### [Exercise objective]
Could you retype every line of this listing without changing anything?

(Object position labeling listing)
◆ ◆ ◆ ◆ ◆ ◆ ◆
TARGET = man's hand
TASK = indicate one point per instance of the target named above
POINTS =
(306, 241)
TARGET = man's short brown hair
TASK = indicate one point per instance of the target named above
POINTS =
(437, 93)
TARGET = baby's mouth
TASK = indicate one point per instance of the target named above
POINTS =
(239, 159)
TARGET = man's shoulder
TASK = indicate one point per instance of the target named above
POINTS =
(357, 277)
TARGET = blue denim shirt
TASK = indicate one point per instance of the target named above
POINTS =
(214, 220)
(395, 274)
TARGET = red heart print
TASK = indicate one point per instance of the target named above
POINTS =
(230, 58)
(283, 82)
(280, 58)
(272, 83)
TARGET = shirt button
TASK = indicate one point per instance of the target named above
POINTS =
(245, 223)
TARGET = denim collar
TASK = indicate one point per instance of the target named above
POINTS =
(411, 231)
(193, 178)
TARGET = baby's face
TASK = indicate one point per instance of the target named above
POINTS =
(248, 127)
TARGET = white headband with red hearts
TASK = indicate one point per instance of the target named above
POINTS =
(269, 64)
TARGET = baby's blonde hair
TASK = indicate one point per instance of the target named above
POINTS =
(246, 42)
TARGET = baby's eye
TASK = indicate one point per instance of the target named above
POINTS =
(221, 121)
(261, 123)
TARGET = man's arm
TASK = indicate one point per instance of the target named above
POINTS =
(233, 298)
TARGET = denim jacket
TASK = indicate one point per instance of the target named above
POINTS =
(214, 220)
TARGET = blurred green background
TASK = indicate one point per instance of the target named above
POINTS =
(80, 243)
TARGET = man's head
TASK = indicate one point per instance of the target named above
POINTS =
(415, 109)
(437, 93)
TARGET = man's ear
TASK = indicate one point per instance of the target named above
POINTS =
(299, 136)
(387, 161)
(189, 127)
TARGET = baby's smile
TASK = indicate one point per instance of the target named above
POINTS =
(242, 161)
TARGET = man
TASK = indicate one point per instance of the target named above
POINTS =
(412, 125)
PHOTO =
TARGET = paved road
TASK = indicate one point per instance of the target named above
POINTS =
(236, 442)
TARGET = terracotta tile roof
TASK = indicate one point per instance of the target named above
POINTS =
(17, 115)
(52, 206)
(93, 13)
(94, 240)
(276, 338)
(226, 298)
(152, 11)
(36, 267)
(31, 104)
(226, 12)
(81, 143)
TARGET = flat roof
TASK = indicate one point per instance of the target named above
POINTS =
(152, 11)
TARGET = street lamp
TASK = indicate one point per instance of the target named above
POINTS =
◆ ◆ ◆ ◆ ◆ ◆ ◆
### [Task solution]
TARGET = man's hand
TASK = indicate one point per instance of the target named above
POINTS =
(306, 241)
TARGET = man's short brown hair
TASK = indicate one point per instance of the target named above
POINTS =
(437, 93)
TARGET = baby's mouth
TASK = indicate one point per instance of the target named above
POINTS =
(239, 159)
TARGET = man's shoulder
TASK = indicate one point per instance of the target named above
POINTS =
(357, 277)
TARGET = blue denim shirt
TASK = indicate one point per instance of the target named above
POINTS =
(214, 220)
(395, 274)
TARGET = red heart print
TASK = indicate one point per instance of the target named above
POINTS =
(230, 58)
(283, 82)
(280, 58)
(272, 83)
TARGET = shirt button
TASK = indicate one point per instance of the target named above
POINTS =
(245, 223)
TARGET = denim collar
TASK = indicate one point per instance of the target named above
POINTS =
(411, 231)
(193, 178)
TARGET = baby's face
TASK = indicate one point per instance of the target named above
POINTS =
(248, 127)
TARGET = white headband with red hearts
TASK = indicate one point per instance of the target named above
POINTS =
(269, 64)
TARGET = baby's blonde hair
TASK = indicate one point per instance of the target named above
POINTS =
(246, 42)
TARGET = baby's eye
TASK = indicate one point per instance of the target named above
POINTS =
(221, 121)
(261, 123)
TARGET = man's arm
TASK = indicate one point per instance of the target named above
POINTS =
(233, 298)
TARGET = denim jacket
TASK = indicate one point per instance of the target named above
POINTS =
(214, 220)
TARGET = blurred green background
TASK = indicate one point per instance of the target named above
POINTS =
(80, 243)
TARGET = man's head
TASK = indicate one point per instance of the target named above
POINTS =
(415, 109)
(437, 93)
TARGET = man's ear
TASK = indicate one point per instance of the target named above
POINTS =
(299, 136)
(387, 161)
(189, 127)
TARGET = baby's smile
TASK = indicate one point per instance of the target named above
POINTS =
(242, 161)
TARGET = man
TASK = indicate one point per instance of the target named above
POINTS =
(412, 125)
PHOTO =
TARGET = paved road
TASK = indicate one point per instance of the target named above
POINTS =
(236, 442)
TARGET = terracotta tile roof
TASK = indicate one point per instance of the target named above
POINTS =
(17, 115)
(52, 206)
(93, 13)
(94, 240)
(276, 338)
(226, 298)
(152, 11)
(36, 267)
(31, 104)
(226, 12)
(81, 143)
TARGET = flat roof
TASK = indicate one point per instance of the target named above
POINTS =
(152, 11)
TARGET = street lamp
TASK = indicate one point per instance of the target named above
POINTS =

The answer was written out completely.